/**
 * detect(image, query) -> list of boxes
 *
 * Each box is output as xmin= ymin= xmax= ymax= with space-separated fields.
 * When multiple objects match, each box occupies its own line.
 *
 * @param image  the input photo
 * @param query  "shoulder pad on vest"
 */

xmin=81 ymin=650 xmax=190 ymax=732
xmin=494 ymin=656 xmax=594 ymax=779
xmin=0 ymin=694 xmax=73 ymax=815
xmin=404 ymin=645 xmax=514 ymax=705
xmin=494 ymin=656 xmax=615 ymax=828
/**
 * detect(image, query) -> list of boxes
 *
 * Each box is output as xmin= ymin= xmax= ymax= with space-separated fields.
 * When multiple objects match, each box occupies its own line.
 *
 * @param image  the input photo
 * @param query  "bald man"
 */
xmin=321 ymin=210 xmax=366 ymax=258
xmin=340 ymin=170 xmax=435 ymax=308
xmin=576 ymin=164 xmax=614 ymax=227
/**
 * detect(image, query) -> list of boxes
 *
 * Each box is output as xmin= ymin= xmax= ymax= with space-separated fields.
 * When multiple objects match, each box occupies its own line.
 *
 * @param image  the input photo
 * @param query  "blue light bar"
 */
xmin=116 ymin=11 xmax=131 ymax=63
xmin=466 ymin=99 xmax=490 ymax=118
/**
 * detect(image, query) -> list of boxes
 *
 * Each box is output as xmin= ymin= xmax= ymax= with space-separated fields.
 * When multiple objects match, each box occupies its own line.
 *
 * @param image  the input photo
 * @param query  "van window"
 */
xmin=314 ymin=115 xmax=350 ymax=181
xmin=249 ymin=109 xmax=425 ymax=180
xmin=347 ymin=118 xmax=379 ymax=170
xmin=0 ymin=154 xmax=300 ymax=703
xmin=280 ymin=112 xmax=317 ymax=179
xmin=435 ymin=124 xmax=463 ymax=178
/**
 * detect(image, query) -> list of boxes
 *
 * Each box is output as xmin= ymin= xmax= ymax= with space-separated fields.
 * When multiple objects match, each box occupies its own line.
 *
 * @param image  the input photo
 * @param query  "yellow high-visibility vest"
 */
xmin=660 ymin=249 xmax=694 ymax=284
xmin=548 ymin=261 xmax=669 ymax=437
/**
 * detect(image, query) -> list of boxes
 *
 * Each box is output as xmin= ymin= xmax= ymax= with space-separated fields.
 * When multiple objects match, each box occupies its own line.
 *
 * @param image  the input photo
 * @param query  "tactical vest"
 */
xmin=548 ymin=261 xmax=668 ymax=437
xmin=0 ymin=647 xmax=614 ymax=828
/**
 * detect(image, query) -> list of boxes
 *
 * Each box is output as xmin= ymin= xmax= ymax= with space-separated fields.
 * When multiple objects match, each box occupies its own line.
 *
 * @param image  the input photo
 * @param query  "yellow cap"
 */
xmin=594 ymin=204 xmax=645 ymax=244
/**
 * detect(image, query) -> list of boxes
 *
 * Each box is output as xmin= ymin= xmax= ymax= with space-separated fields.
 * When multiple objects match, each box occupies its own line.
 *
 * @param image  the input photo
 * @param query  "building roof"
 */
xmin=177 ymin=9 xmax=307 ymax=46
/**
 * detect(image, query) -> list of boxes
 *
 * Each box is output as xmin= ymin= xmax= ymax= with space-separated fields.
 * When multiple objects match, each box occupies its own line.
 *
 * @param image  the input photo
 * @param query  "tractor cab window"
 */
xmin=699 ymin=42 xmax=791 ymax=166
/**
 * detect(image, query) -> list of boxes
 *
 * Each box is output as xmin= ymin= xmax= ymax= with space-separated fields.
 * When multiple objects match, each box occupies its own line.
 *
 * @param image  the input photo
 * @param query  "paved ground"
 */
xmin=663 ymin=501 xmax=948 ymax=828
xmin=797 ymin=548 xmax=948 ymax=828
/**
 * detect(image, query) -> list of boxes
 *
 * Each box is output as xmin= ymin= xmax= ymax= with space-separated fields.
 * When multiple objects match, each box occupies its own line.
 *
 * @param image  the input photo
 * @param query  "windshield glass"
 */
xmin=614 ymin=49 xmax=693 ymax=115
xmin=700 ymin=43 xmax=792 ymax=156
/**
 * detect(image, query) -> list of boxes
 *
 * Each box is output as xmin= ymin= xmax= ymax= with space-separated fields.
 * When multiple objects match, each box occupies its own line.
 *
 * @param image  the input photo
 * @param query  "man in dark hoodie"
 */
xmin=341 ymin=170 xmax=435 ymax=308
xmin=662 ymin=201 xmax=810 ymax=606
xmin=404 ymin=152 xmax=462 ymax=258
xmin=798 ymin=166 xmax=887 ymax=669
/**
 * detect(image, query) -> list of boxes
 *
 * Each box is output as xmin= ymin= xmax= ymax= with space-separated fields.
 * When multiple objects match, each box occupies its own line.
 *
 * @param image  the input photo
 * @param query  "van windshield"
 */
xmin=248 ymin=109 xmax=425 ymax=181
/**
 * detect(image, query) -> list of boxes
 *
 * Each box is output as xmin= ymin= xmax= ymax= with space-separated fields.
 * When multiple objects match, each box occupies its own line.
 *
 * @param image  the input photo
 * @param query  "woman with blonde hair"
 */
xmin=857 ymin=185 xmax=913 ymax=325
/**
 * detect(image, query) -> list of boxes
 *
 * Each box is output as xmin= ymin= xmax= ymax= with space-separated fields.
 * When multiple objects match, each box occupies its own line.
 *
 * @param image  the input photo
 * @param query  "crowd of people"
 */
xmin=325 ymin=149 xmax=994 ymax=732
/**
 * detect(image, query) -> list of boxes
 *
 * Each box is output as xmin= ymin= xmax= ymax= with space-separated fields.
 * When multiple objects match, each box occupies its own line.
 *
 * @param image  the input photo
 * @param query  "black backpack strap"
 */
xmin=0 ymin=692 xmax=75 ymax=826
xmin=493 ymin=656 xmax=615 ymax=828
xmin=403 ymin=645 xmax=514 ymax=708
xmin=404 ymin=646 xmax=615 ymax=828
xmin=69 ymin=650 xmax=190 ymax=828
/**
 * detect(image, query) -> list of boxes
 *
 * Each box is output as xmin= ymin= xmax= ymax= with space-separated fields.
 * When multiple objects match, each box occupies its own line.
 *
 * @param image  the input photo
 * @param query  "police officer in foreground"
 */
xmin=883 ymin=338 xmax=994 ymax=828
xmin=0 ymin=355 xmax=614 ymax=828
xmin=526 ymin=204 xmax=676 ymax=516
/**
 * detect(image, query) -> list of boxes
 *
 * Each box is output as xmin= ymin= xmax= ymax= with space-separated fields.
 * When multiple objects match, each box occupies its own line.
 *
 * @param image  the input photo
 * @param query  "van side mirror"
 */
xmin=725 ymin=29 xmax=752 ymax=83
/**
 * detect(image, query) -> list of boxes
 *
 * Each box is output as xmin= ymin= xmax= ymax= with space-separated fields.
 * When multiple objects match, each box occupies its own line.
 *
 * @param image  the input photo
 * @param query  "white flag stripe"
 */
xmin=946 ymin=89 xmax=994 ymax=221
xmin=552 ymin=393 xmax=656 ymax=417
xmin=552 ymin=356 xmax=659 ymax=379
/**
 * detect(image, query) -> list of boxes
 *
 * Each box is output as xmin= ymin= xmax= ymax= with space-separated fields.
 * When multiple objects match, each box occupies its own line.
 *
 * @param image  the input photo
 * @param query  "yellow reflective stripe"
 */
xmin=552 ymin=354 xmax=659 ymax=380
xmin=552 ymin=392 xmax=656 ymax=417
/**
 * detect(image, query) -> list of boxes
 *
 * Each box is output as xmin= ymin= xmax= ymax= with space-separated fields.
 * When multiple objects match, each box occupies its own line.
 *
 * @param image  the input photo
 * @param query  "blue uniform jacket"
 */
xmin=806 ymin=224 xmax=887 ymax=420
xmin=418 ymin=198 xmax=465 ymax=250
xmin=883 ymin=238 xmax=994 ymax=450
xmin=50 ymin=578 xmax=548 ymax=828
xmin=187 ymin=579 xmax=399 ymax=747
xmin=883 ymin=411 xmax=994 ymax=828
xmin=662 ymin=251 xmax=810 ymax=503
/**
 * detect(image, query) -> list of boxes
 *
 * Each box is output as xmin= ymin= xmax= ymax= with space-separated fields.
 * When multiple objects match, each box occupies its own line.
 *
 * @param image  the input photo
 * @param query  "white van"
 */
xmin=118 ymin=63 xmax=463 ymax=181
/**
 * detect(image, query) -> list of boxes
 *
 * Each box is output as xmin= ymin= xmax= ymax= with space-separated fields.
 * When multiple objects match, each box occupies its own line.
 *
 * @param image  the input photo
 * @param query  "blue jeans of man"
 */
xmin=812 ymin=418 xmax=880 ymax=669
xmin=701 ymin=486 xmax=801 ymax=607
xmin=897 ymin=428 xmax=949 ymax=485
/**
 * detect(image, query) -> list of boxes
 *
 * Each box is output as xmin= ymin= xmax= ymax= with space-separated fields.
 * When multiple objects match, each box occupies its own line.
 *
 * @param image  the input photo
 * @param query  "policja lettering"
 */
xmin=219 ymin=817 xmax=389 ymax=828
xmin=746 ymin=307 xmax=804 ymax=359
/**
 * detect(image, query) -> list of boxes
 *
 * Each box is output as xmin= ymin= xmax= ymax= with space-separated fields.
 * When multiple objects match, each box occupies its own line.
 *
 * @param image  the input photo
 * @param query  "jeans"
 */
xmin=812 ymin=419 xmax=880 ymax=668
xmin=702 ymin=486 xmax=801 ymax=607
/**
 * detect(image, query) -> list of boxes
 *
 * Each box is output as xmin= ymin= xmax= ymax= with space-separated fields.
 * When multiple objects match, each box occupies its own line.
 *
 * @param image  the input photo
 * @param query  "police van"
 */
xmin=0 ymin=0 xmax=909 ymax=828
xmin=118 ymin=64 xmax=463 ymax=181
::::
What you have to do:
Copy out the lines from the very first one through the line containing "xmin=494 ymin=656 xmax=594 ymax=779", both ends included, with no changes.

Task answer:
/**
 * detect(image, query) -> list of boxes
 *
 * Each box is output as xmin= ymin= xmax= ymax= with space-separated fields.
 * When multiple objects match, each box occupies its own line.
 *
 * @param image  the input photo
 * @param query  "shoulder pad on vest"
 */

xmin=81 ymin=650 xmax=190 ymax=732
xmin=494 ymin=656 xmax=594 ymax=779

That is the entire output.